(What you should do):
When a line in the listing below contains the word "would", return a copy of that line.

(Data records):

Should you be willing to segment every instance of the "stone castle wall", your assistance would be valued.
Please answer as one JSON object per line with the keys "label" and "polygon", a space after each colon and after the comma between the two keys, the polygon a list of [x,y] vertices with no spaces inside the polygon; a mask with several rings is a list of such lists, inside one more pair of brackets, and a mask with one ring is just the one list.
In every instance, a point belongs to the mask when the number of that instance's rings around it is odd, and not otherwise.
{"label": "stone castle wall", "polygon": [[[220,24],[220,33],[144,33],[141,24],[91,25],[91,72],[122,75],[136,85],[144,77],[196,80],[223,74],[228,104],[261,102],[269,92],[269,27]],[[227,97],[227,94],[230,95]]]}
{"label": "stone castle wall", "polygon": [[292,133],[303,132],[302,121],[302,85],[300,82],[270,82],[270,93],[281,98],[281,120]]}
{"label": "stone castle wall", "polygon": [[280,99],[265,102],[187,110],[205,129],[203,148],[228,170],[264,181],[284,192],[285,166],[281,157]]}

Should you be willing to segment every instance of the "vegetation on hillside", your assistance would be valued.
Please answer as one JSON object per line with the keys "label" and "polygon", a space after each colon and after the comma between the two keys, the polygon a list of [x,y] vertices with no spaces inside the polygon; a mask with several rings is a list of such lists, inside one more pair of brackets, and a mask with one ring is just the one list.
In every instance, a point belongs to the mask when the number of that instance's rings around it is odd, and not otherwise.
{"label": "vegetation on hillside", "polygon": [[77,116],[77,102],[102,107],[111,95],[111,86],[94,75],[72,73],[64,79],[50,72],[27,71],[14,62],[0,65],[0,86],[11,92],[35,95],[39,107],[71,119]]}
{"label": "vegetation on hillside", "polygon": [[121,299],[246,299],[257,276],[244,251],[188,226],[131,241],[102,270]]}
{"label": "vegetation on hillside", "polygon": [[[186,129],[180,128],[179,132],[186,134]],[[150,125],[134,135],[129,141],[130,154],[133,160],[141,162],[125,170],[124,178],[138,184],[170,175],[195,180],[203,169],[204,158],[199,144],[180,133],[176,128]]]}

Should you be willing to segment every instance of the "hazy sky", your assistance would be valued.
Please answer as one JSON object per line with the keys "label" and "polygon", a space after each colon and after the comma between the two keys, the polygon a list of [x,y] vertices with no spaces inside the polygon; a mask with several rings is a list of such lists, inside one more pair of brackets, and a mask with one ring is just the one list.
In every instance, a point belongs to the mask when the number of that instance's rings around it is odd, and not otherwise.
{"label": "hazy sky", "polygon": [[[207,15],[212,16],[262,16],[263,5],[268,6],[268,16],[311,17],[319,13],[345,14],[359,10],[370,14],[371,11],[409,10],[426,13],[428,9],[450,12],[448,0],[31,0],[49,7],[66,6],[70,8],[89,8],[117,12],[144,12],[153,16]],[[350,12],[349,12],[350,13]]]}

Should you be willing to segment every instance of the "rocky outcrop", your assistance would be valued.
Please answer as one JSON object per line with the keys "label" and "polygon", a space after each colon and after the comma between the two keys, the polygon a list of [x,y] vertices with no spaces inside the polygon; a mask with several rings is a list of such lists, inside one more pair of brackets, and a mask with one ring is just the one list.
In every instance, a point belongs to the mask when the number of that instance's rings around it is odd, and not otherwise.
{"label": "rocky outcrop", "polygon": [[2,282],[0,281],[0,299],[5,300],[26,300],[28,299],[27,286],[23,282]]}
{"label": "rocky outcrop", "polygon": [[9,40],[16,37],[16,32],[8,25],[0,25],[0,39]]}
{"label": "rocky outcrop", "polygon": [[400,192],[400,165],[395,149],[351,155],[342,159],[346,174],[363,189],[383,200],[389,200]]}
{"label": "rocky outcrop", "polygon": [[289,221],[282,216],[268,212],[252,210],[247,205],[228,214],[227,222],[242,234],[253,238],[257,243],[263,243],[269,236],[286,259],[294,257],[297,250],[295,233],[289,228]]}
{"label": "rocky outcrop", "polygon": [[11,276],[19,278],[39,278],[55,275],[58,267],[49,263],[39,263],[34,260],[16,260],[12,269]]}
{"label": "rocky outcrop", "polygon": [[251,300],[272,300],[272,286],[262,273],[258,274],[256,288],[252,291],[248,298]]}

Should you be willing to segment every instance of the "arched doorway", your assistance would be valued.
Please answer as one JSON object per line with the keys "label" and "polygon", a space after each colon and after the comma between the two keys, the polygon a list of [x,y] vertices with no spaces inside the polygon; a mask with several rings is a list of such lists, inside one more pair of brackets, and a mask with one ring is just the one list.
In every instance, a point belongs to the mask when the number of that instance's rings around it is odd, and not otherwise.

(Exercise answer):
Should you be willing to segment every instance of the "stone castle wall", your assistance would be valued.
Should you be willing to segment every instance of the "vegetation on hillside", your assistance would be valued.
Should you be willing to segment every instance of the "hazy sky", your assistance would be valued.
Should you be willing to segment every instance of the "rocky outcrop", your assistance would be valued.
Should you be willing to segment every instance of the "arched doorway", your assistance would be valued.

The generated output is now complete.